==== RECORD SET
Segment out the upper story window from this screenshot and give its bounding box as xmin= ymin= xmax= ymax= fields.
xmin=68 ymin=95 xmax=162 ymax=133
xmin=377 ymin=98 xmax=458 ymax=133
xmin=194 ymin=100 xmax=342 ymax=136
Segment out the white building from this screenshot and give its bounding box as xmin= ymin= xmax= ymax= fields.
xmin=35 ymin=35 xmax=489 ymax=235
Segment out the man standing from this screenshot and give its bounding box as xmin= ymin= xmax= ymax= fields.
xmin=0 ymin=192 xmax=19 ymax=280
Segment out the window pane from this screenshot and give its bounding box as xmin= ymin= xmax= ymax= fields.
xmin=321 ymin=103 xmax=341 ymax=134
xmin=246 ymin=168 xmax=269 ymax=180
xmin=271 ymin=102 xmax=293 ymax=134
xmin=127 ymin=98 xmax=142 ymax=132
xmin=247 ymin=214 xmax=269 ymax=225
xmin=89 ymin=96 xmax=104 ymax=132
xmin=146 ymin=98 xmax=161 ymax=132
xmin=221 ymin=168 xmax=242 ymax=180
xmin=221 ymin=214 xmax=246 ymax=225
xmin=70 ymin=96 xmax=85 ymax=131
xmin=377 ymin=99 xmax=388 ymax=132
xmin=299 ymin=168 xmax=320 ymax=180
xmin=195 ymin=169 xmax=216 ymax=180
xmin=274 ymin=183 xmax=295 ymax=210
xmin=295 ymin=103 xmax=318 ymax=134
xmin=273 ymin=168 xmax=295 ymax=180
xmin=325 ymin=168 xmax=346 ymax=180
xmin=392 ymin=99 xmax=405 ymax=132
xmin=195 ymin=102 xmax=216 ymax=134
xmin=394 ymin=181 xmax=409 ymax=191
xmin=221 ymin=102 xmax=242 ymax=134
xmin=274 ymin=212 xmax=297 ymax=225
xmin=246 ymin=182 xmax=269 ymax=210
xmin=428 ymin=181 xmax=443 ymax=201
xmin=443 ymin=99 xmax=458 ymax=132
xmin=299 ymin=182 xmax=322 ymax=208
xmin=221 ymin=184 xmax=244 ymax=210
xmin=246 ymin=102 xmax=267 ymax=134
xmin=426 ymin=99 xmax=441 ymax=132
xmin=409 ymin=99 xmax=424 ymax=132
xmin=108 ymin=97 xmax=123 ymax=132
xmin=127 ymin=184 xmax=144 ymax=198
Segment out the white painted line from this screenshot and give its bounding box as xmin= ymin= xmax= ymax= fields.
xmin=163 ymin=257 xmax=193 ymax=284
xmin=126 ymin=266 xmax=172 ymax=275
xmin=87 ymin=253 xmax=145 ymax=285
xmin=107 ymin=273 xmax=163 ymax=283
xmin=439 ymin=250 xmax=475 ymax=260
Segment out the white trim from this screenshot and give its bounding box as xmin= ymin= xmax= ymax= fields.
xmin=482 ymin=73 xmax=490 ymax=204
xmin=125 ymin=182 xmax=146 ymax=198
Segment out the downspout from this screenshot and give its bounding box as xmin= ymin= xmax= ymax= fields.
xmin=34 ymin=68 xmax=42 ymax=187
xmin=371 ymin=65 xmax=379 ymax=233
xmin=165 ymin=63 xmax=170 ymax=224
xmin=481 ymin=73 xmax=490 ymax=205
========
==== RECORD SET
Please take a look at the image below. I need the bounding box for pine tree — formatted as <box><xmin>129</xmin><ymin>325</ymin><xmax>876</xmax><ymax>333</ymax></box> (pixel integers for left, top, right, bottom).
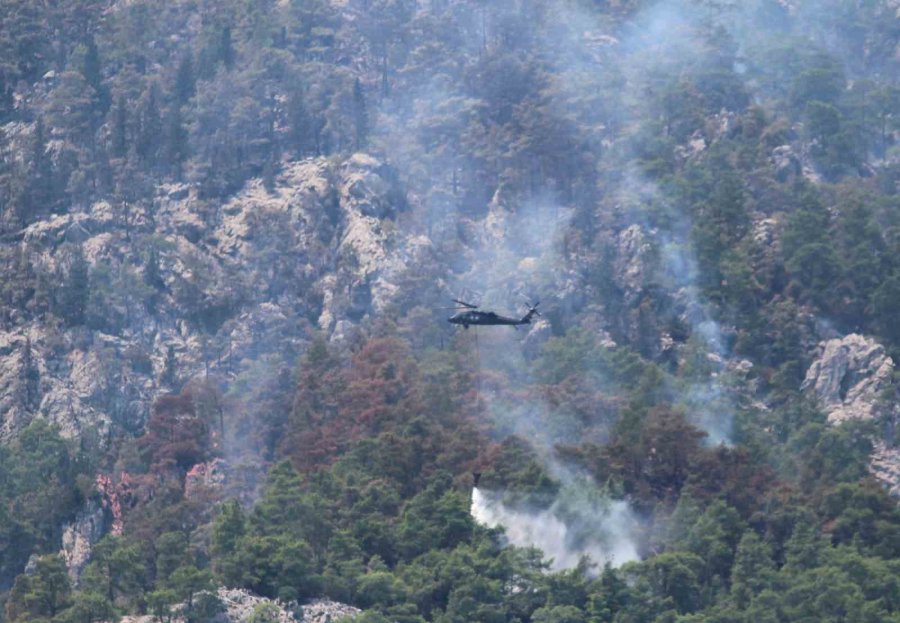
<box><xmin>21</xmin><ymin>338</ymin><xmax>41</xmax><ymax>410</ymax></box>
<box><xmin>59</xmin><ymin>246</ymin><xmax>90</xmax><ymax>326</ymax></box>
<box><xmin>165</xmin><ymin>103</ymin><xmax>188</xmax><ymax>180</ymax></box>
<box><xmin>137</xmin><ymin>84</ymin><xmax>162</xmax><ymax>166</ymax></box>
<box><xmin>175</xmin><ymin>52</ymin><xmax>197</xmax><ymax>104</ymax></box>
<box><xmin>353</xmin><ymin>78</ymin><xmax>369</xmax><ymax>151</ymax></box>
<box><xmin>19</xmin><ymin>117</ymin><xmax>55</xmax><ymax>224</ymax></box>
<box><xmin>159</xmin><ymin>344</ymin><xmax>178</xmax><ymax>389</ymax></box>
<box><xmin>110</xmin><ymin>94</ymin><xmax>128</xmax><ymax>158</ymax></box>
========
◆ **TASK REQUIREMENTS**
Can you render the material from the line with "Segment out the downspout" up to and including the line with "xmin=481 ymin=73 xmax=490 ymax=205" as a numbered list, with blank lines left out?

◆ **RESULT OF THIS TASK**
1. Segment out the downspout from this screenshot and give its bounding box as xmin= ymin= xmax= ymax= fields.
2. xmin=34 ymin=68 xmax=42 ymax=187
3. xmin=371 ymin=65 xmax=379 ymax=233
4. xmin=165 ymin=63 xmax=170 ymax=224
5. xmin=481 ymin=73 xmax=490 ymax=205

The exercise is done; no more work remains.